Written instruction 1
Summarize the forum thread below in two sentences.

======== Text provided ========

# Wood longbows and recurves



## TexasPete (Apr 26, 2005)

Does anybody here hunt with homemade archery equipment? Longbows, recurves... Compound bows have a huge advantage and I think it would be exciting to take an animal with equipment that you have made yourself. I know it can be a lengthy but rewarding process to stave your own wood, shape, tiller, and condition a bow. I just don't know where to start. Are there any bowyers near central ohio or people experienced in making their own equipment? There are classes offered in hunting clubs on the internet but I'd like to find a local contingent of hunters who utilize primitive means.

Thanks,
Pete


----------



## CHOPIQ (Apr 6, 2004)

peteyeh, I'm not sure if there are any on here or not. If not then try bowsite.com or ohiosportsman.com. There are some on these sites. bowsite has a lot of members but they tend to be arrogant.


----------



## bkr43050 (Apr 5, 2004)

This guy's picture is in the DNR deer photos from last fall. It says he did the whole works, bow and arrows. The guy's name is on the photo as well. I don't know if that would get you any closer to being able to contact him or not but it may be a start.


----------



## noboatdave (May 5, 2004)

Have a look at these sites.

The Ferret >>>----> http://groups.msn.com/ferretsarcherywebpage/buildingbowsfromboards.msnw

Jawge >>>---->http://mysite.verizon.net/georgeandjoni/archer.html

Trad Gang >>>---->http://www.tradgang.com/


----------



## TexasPete (Apr 26, 2005)

======== Records shown ========

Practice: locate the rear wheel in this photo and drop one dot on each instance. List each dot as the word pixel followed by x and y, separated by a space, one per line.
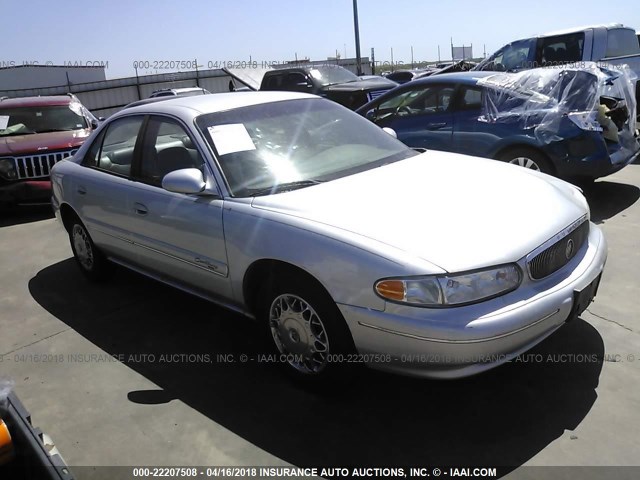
pixel 310 336
pixel 91 261
pixel 527 158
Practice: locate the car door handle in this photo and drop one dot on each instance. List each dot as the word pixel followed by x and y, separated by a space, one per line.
pixel 140 209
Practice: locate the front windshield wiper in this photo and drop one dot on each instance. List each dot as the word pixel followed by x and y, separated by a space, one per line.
pixel 283 187
pixel 14 134
pixel 49 130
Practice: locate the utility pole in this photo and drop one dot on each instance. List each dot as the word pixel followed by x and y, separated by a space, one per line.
pixel 357 32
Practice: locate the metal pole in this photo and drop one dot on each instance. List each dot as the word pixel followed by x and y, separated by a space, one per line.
pixel 357 33
pixel 373 61
pixel 138 84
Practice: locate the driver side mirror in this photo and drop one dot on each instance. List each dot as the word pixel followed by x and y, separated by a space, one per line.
pixel 185 180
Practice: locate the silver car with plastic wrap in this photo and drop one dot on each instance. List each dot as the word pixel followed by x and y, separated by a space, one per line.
pixel 347 245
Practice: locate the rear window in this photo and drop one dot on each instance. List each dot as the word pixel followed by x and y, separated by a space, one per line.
pixel 41 119
pixel 621 42
pixel 560 49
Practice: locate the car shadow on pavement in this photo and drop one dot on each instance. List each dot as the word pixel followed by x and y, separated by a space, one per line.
pixel 608 199
pixel 501 418
pixel 27 214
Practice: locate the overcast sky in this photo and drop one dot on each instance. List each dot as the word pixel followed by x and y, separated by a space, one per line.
pixel 121 32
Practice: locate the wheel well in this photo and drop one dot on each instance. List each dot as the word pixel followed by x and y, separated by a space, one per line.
pixel 531 148
pixel 265 272
pixel 67 214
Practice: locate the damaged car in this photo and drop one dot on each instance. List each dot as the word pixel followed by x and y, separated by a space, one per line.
pixel 574 123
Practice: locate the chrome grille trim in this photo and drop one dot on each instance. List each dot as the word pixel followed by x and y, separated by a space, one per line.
pixel 551 256
pixel 39 165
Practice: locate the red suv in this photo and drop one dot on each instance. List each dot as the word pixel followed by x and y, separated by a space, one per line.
pixel 36 133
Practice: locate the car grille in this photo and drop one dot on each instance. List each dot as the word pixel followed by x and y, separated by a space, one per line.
pixel 39 166
pixel 375 94
pixel 558 255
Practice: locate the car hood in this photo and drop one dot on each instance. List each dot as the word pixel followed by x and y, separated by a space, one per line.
pixel 454 211
pixel 365 85
pixel 42 142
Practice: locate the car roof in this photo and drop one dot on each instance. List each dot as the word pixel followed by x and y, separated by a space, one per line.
pixel 306 67
pixel 191 107
pixel 464 78
pixel 51 100
pixel 179 90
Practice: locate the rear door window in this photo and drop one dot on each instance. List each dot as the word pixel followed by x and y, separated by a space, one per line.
pixel 118 145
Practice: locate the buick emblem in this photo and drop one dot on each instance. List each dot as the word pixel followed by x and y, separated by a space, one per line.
pixel 568 250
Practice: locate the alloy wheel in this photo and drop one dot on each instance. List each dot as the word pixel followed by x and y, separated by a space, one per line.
pixel 299 333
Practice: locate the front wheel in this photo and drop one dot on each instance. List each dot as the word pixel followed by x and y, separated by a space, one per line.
pixel 309 333
pixel 527 158
pixel 91 261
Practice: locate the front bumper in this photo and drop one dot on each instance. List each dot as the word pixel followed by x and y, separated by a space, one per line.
pixel 463 341
pixel 27 192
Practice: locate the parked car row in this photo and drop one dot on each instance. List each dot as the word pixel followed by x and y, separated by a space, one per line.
pixel 342 241
pixel 575 123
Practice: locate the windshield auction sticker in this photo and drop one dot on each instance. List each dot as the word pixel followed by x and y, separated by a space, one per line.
pixel 231 138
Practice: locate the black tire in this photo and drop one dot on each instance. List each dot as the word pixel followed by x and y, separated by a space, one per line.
pixel 91 261
pixel 306 331
pixel 528 158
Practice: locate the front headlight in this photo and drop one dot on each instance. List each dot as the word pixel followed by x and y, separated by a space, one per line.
pixel 451 289
pixel 7 169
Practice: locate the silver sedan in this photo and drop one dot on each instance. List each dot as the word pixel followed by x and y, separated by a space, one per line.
pixel 345 244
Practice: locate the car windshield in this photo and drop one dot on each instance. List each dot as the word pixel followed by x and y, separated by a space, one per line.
pixel 329 75
pixel 269 148
pixel 39 119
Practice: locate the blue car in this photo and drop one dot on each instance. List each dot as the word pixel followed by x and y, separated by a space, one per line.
pixel 572 123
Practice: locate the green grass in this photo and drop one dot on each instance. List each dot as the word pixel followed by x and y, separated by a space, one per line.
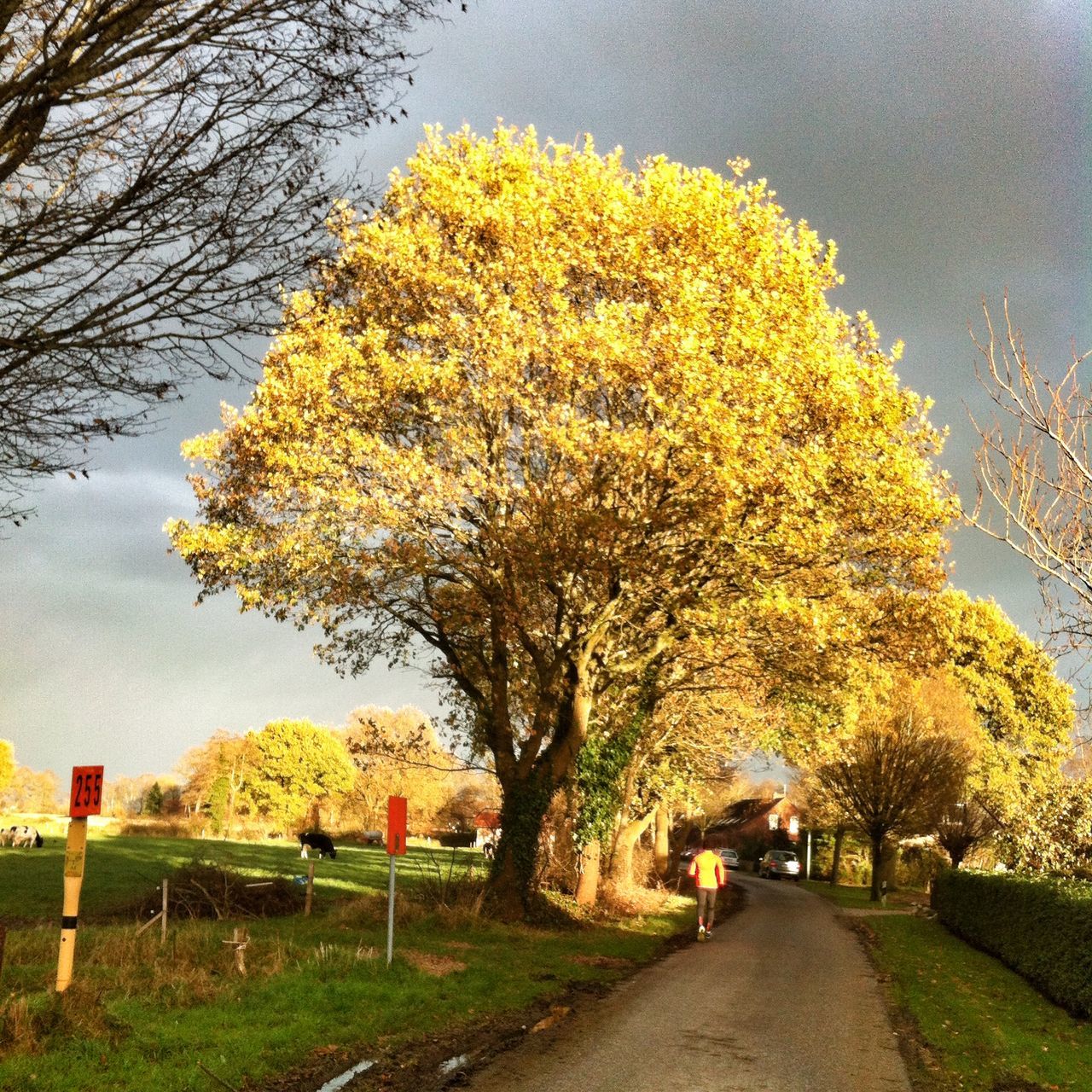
pixel 857 897
pixel 314 986
pixel 119 870
pixel 983 1025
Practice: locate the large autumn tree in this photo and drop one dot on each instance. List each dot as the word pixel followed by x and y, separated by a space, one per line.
pixel 545 416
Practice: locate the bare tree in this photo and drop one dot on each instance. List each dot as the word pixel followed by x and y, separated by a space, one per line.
pixel 899 773
pixel 1036 463
pixel 164 171
pixel 963 826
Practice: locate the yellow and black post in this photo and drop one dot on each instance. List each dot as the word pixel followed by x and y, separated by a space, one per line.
pixel 75 851
pixel 86 799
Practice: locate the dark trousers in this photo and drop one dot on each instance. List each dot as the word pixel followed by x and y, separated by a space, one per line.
pixel 706 907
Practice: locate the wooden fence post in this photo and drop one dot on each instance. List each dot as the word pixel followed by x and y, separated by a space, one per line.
pixel 311 888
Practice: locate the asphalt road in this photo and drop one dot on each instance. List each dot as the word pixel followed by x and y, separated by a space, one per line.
pixel 781 999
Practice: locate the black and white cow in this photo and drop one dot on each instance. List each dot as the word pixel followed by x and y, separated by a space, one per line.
pixel 26 835
pixel 316 839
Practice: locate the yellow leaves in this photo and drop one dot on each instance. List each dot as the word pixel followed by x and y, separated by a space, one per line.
pixel 537 366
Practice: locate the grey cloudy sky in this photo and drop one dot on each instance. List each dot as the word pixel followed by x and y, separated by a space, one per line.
pixel 944 147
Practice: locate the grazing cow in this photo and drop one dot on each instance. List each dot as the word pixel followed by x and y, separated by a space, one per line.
pixel 315 839
pixel 26 835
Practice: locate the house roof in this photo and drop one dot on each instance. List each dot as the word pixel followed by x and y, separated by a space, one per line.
pixel 744 811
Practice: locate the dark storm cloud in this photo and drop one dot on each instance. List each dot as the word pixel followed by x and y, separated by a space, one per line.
pixel 944 147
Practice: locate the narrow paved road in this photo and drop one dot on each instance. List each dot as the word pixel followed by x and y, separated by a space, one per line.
pixel 781 999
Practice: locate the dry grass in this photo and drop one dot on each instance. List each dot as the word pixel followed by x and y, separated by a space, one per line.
pixel 429 963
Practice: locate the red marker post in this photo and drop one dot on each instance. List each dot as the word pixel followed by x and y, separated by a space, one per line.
pixel 85 799
pixel 396 847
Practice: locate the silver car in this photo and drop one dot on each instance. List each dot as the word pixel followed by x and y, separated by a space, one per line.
pixel 778 863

========

Written instruction 2
From the entries, reproduce the lines starting with the line that contains "Practice: locate the large" and going on through the line that contains "pixel 545 416".

Exercise result 1
A poster asks whether anyone hunts with homemade longbows or recurves and seeks bowyers or experienced bow makers near central Ohio. Replies suggest bowsite.com and ohiosportsman.com, point to a hunter in the DNR deer photos who made his own bow and arrows, and list links to bow-building sites.

Exercise result 2
Practice: locate the large autumn tree in this photo and drop one dot on each instance. List each dot as the word pixel followed by x and y, separated by a space, one per line.
pixel 545 416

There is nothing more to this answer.